## Exercise
Repeat the material below exactly, line for line.

====== Data records ======

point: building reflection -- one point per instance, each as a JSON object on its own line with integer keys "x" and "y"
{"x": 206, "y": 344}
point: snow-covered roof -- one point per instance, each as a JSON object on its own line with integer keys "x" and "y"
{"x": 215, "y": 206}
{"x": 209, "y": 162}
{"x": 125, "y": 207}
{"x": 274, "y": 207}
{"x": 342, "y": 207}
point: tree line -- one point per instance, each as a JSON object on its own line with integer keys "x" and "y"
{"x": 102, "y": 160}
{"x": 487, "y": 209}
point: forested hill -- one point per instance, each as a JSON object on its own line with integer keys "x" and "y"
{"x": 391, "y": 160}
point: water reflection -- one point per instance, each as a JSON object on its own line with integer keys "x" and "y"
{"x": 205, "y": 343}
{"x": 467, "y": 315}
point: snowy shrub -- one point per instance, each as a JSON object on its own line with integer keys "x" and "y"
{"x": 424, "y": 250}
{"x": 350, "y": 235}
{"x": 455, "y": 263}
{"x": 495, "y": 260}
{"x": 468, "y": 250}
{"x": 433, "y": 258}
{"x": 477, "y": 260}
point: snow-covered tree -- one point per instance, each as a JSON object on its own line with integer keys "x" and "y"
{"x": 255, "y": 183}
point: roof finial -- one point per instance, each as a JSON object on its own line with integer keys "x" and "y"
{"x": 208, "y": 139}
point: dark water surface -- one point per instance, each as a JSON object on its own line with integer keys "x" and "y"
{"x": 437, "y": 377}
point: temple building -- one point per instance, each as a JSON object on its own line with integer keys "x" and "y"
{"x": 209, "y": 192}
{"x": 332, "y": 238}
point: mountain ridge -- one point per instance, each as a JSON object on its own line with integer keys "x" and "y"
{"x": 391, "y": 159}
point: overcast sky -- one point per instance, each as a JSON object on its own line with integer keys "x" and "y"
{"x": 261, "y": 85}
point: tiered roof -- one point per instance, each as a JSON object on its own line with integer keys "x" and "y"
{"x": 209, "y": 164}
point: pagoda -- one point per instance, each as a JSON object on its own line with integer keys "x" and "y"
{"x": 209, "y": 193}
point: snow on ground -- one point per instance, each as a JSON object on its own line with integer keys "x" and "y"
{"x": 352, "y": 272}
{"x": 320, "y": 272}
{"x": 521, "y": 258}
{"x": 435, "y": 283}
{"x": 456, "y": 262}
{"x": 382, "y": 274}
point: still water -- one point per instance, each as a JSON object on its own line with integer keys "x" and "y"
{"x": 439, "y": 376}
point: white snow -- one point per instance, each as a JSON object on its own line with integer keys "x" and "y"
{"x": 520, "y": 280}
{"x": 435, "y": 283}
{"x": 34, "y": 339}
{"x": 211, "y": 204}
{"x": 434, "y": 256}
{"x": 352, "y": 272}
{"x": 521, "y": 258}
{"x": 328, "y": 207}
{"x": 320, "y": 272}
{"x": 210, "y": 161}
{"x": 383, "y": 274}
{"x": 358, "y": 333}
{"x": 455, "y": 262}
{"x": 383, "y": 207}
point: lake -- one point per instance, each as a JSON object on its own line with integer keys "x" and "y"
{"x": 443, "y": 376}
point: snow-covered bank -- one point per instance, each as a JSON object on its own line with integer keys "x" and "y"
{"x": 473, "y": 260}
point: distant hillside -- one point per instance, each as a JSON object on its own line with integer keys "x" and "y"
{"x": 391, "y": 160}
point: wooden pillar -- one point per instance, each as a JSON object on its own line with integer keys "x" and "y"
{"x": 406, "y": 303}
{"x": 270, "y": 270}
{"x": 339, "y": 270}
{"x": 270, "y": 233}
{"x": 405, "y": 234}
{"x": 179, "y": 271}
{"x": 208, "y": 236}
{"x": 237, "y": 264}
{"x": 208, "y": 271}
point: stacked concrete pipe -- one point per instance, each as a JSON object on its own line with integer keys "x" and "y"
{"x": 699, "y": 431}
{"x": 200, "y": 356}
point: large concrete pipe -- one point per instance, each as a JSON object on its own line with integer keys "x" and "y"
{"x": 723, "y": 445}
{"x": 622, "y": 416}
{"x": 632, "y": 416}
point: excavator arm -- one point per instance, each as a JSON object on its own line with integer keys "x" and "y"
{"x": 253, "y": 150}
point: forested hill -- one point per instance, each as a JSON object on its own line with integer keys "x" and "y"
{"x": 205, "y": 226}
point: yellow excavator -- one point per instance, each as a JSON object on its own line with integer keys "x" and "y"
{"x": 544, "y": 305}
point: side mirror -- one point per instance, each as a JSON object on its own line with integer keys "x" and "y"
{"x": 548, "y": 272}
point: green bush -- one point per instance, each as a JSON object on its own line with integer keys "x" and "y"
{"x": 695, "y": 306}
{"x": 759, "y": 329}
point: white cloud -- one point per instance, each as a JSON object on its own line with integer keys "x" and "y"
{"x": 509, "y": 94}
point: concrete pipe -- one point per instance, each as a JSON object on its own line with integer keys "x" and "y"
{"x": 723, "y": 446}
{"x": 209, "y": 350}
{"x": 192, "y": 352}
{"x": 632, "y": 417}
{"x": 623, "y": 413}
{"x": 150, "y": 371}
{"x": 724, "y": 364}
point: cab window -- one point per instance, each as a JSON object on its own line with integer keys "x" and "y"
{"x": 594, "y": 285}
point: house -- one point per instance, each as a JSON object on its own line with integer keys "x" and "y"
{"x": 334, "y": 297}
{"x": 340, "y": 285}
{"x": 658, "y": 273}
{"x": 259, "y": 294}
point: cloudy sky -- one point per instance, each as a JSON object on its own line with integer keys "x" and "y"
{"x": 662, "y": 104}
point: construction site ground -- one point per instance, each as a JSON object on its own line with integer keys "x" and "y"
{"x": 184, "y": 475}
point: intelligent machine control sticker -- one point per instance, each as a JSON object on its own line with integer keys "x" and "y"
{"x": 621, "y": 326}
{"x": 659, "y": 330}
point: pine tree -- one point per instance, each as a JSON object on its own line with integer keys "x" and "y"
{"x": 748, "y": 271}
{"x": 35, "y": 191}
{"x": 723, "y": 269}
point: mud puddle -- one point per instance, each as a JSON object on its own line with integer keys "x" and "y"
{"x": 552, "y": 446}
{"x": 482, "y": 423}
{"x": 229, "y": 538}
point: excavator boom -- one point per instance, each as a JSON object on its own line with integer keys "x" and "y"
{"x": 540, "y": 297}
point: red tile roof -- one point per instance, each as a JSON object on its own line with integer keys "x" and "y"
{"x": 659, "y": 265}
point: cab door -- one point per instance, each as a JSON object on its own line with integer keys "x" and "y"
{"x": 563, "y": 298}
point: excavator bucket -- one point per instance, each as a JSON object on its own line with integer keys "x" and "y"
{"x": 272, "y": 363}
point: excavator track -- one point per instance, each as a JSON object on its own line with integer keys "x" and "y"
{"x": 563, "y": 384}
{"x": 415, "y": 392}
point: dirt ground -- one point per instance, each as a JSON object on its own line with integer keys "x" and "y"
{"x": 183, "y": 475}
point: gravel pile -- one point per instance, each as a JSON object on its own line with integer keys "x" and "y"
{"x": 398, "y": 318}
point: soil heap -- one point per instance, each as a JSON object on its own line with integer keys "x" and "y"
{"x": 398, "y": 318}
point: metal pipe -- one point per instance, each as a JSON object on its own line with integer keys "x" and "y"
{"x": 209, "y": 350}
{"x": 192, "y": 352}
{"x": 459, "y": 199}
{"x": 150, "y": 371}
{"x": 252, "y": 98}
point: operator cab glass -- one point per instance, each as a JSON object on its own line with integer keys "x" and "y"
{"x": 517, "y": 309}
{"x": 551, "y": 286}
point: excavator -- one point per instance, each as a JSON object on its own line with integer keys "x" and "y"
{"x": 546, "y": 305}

======

## Result of this task
point: building reflection -- one point per instance, each as a JSON object on its own line with integer keys "x" and "y"
{"x": 206, "y": 344}
point: snow-covered roof -- one point per instance, each as a JSON object on its own line with integer keys "x" and "y"
{"x": 215, "y": 206}
{"x": 209, "y": 162}
{"x": 125, "y": 207}
{"x": 274, "y": 207}
{"x": 342, "y": 207}
point: tree line -- one point per instance, each as a JSON object on its own line with integer keys "x" and "y"
{"x": 102, "y": 160}
{"x": 487, "y": 209}
point: forested hill -- one point per instance, each as a JSON object on its own line with integer keys "x" and "y"
{"x": 391, "y": 160}
point: water reflection -- one point per instance, each as a JSON object on its own line with integer keys "x" and "y"
{"x": 205, "y": 343}
{"x": 467, "y": 315}
point: snowy shrub -- one point per instance, each as a JSON object on its own line with integer keys "x" and "y"
{"x": 424, "y": 250}
{"x": 350, "y": 235}
{"x": 455, "y": 263}
{"x": 495, "y": 260}
{"x": 468, "y": 250}
{"x": 433, "y": 258}
{"x": 477, "y": 260}
point: snow-covered tree -- one point per instance, each as a JSON object on its own line with integer keys "x" and "y"
{"x": 255, "y": 183}
point: roof finial -- one point per instance, each as a JSON object on its own line with integer keys "x" and "y"
{"x": 208, "y": 139}
point: dark water surface -- one point per instance, each as a JSON object on its own line with integer keys "x" and "y"
{"x": 437, "y": 377}
point: temple building -- one point per instance, each as a JSON object on its own line with integer keys "x" and "y"
{"x": 209, "y": 192}
{"x": 332, "y": 238}
point: mountain ridge -- one point per instance, each as a JSON object on its own line with integer keys "x" and "y"
{"x": 391, "y": 159}
point: overcast sky -- one point per instance, each as a JSON object on its own line with integer keys "x" and "y"
{"x": 261, "y": 85}
point: tiered roof -- one point per instance, each as a JSON object on its own line with integer keys "x" and "y"
{"x": 209, "y": 164}
point: pagoda -- one point per instance, each as a JSON object on its own line with integer keys "x" and "y"
{"x": 209, "y": 193}
point: snow on ground -- one point per instance, each as a JSON object on its own line with integer keys "x" and "y"
{"x": 352, "y": 272}
{"x": 320, "y": 272}
{"x": 521, "y": 258}
{"x": 435, "y": 283}
{"x": 456, "y": 262}
{"x": 382, "y": 274}
point: still water -- one point per instance, each as a JSON object on its own line with integer keys "x" and "y"
{"x": 439, "y": 376}
point: white snow -- one point per instance, each as a JSON object on its own line with integer keys "x" and "y"
{"x": 520, "y": 280}
{"x": 435, "y": 283}
{"x": 34, "y": 339}
{"x": 211, "y": 204}
{"x": 434, "y": 256}
{"x": 352, "y": 272}
{"x": 521, "y": 258}
{"x": 328, "y": 207}
{"x": 320, "y": 272}
{"x": 210, "y": 161}
{"x": 383, "y": 274}
{"x": 358, "y": 333}
{"x": 455, "y": 262}
{"x": 383, "y": 207}
point: lake -- one point per instance, each as a JSON object on its own line with integer keys "x" and "y"
{"x": 443, "y": 376}
point: snow-covered bank -- one point per instance, each as a JSON object on its own line with integer keys "x" and "y"
{"x": 473, "y": 260}
point: distant hillside -- one point per instance, each as a JSON object on its own line with integer keys "x" and "y"
{"x": 391, "y": 160}
point: wooden pillar -- one point per instance, each as a JSON object on its own line with integer keys "x" and "y"
{"x": 406, "y": 303}
{"x": 270, "y": 270}
{"x": 339, "y": 270}
{"x": 270, "y": 233}
{"x": 405, "y": 234}
{"x": 179, "y": 271}
{"x": 208, "y": 236}
{"x": 237, "y": 264}
{"x": 208, "y": 271}
point: stacked concrete pipe -- one point per instance, each as a JSON object on its own line with integer keys "x" and "y"
{"x": 699, "y": 431}
{"x": 200, "y": 356}
point: large concrete pipe -- one point per instance, each as a JSON object on its own line with integer keys "x" and "y"
{"x": 723, "y": 445}
{"x": 622, "y": 416}
{"x": 632, "y": 416}
point: excavator arm -- one point per instance, each as a JSON object on its own line with integer keys "x" and "y"
{"x": 253, "y": 150}
point: forested hill -- one point per instance, each as a JSON object on its own line with integer keys "x" and "y"
{"x": 205, "y": 226}
point: yellow excavator -- one point per instance, each as a JSON object on its own line with integer keys "x" and "y"
{"x": 544, "y": 305}
point: side mirror -- one point per instance, each as a JSON object on its own line with integer keys "x" and "y"
{"x": 548, "y": 272}
point: green bush -- one point per instance, each as a JSON object on its own line with integer keys "x" and "y"
{"x": 695, "y": 306}
{"x": 759, "y": 329}
point: white cloud -- one point per instance, each as a JSON object on its own line with integer keys "x" and "y"
{"x": 509, "y": 94}
point: concrete pipe -- one point per instance, each as a JSON object on its own line with integer keys "x" and "y"
{"x": 723, "y": 446}
{"x": 209, "y": 350}
{"x": 192, "y": 352}
{"x": 632, "y": 417}
{"x": 623, "y": 413}
{"x": 150, "y": 371}
{"x": 724, "y": 364}
point: cab window -- one point per instance, each as a JSON object on its own line with integer keys "x" and "y"
{"x": 594, "y": 285}
point: house -- one point per instance, each as a JSON object on its own line with integer keys "x" and "y"
{"x": 334, "y": 297}
{"x": 340, "y": 285}
{"x": 658, "y": 273}
{"x": 259, "y": 294}
point: cloudy sky -- one point per instance, each as a JSON object on its own line with integer keys "x" and "y"
{"x": 662, "y": 104}
point: construction site ground -- one point per instance, each as a JSON object on its own line with integer keys "x" and "y"
{"x": 184, "y": 475}
point: intelligent machine control sticker -- one point per instance, each as a JSON object on its own line with integer keys "x" and "y"
{"x": 621, "y": 326}
{"x": 659, "y": 330}
point: pine tree -- one point per instance, each as a JSON object on its own line with integer keys "x" and "y"
{"x": 748, "y": 271}
{"x": 35, "y": 191}
{"x": 723, "y": 269}
point: mud puddle -- one point per instance, each as a JSON object on its own line with integer keys "x" and "y"
{"x": 552, "y": 446}
{"x": 482, "y": 423}
{"x": 229, "y": 538}
point: excavator boom -- one point per instance, each as a JSON object on its own line with integer keys "x" and "y"
{"x": 540, "y": 297}
point: red tile roof -- one point per instance, each as a JSON object on its own line with integer keys "x" and "y"
{"x": 659, "y": 265}
point: cab door -- one point per instance, each as a JSON object on its own line with integer keys "x" and "y"
{"x": 563, "y": 298}
point: excavator bucket -- one point per instance, each as a JSON object on its own line with integer keys "x" and "y"
{"x": 272, "y": 363}
point: excavator track -- one point per instance, each as a JSON object on its own line with integer keys "x" and "y"
{"x": 563, "y": 384}
{"x": 415, "y": 392}
point: dirt ground -- one point per instance, each as a JSON object on its own line with integer keys "x" and "y"
{"x": 183, "y": 475}
point: gravel pile -- one point per instance, each as a JSON object on its own line with integer keys "x" and "y"
{"x": 398, "y": 318}
point: soil heap -- one point per instance, each as a JSON object on its own line with integer keys "x" and "y"
{"x": 398, "y": 318}
point: metal pipe -- one point per instance, each as a JSON object on its own line with integer keys "x" and "y"
{"x": 209, "y": 350}
{"x": 192, "y": 352}
{"x": 459, "y": 199}
{"x": 150, "y": 371}
{"x": 252, "y": 98}
point: operator cab glass -- one point per instance, each as a JSON object on its own line with integer keys "x" and "y"
{"x": 517, "y": 309}
{"x": 551, "y": 286}
point: excavator -- one point per instance, each as a JSON object on its own line with integer keys "x" and "y"
{"x": 546, "y": 305}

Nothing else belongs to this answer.